**EXTRACT TO READ:**
>>>>
### This project is aimed at understanding the various spark functions needed to do batch processing.
#### Datasets
     - Stocks data from kaggle
     - data scientists jobs from kaggle


In [None]:
import pyspark

from pyspark.sql.types import BooleanType
from pyspark.sql.functions import udf
from pyspark.sql import functions as F
from pyspark.sql import SparkSession
from pyspark.sql import Window

In [None]:
# Creating a spark session
spark = SparkSession.builder.getOrCreate()

In [None]:
# Download the dataset from an s3 bucket

import boto3

s3 = boto3.client('s3') # creating the boto3 to be able to access the file from the s3 bucket

s3.download_file('blossom-data-engs', 'all-us-stocks-tickers-company-info-logos.zip', 'us_stocks.zip')
s3.download_file('blossom-data-engs', 'data-scientist-job-market-in-the-us.zip', 'ds_jobs.zip')

In [None]:
# creating a new dataframe from the csv file...
companies = spark.read.csv("companies.csv", header=True, inferSchema=True,multiLine=True)
alldata = spark.read.csv("alldata.csv", header=True, inferSchema=True, multiLine=True)

In [62]:
# renaming the description both dataframes.
companies = companies.withColumnRenamed('description','company_description')
alldata = alldata.withColumnRenamed('description','job_description')

In [63]:
#merging the 2 dataframes...
merged_data = companies.join(alldata, alldata['company'] == companies['company name'])

In [65]:
#extracting the city from the location data...
merged_data = merged_data.select('*', F.split(alldata['location'], ',')[0].alias('city'))

In [126]:
companies.count(), alldata.count()

(6512, 8714)

In [142]:
from pyspark.ml.feature import NGram, Tokenizer

In [143]:
#This function creates the ngrams from the dataframe using the specified column
def create_ngram(df, col):
    tokens = Tokenizer(inputCol=col, outputCol='tokens') # create tokens from the data on the col column
    new_df = tokens.transform(df)   ## apply the tokenizer on the dataset
    ngram = NGram(n=2, inputCol='tokens', outputCol='ngrams') # creating the ngram object
    new_df = ngram.transform(new_df)  #transform the df with the ngram
    return new_df


In [149]:
# method for creating the frequency data function...
def create_freq_df(df, col):
    n=df.select(col, F.explode('ngrams').alias('ngrams')).groupBy([col, 'ngrams']).count() #exploding the ngrams
    n = n.withColumnRenamed('count','frequency') # changing the column name from count to frequency
    n = n.orderBy(n['frequency'].desc()) # ordering rows by biggest first.
    return n


In [144]:
#applying the function to the merged_data df to create ngrams from the job_description...
new_data = create_ngram(merged_data, 'company_description')

In [150]:
#creating the freq for industry ngrams
industry_freq_df = create_freq_df(new_data, 'industry')

In [151]:
industry_freq_df.show()
<<<<
**DIRECTIONS:**
A. List every name that the first code cell of the notebook above imports from pyspark.sql or its submodules.
B. Using the notebook above, explain why it creates a boto3 client before downloading the data.
C. Answer these questions from the notebook above:
(i) Which two Kaggle datasets does the notebook use?
(ii) What two numbers does companies.count(), alldata.count() return?
(iii) What value of n is passed to NGram in the create_ngram function?

**STORED DATA:**
>>>>
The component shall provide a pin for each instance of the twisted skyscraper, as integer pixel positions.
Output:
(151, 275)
<<<<
**ANSWERS BY TASK:**
A.
- BooleanType (from pyspark.sql.types)
- udf (from pyspark.sql.functions)
- functions, imported as F (from pyspark.sql)
- SparkSession (from pyspark.sql)
- Window (from pyspark.sql)

B. The notebook creates the boto3 client so that it can access the files in the S3 bucket. It then uses that client to download two zip files from the 'blossom-data-engs' bucket, saving them as us_stocks.zip and ds_jobs.zip.

C.
(i) Stocks data and data scientist jobs data, both from Kaggle.
(ii) 6512 and 8714.
(iii) 2.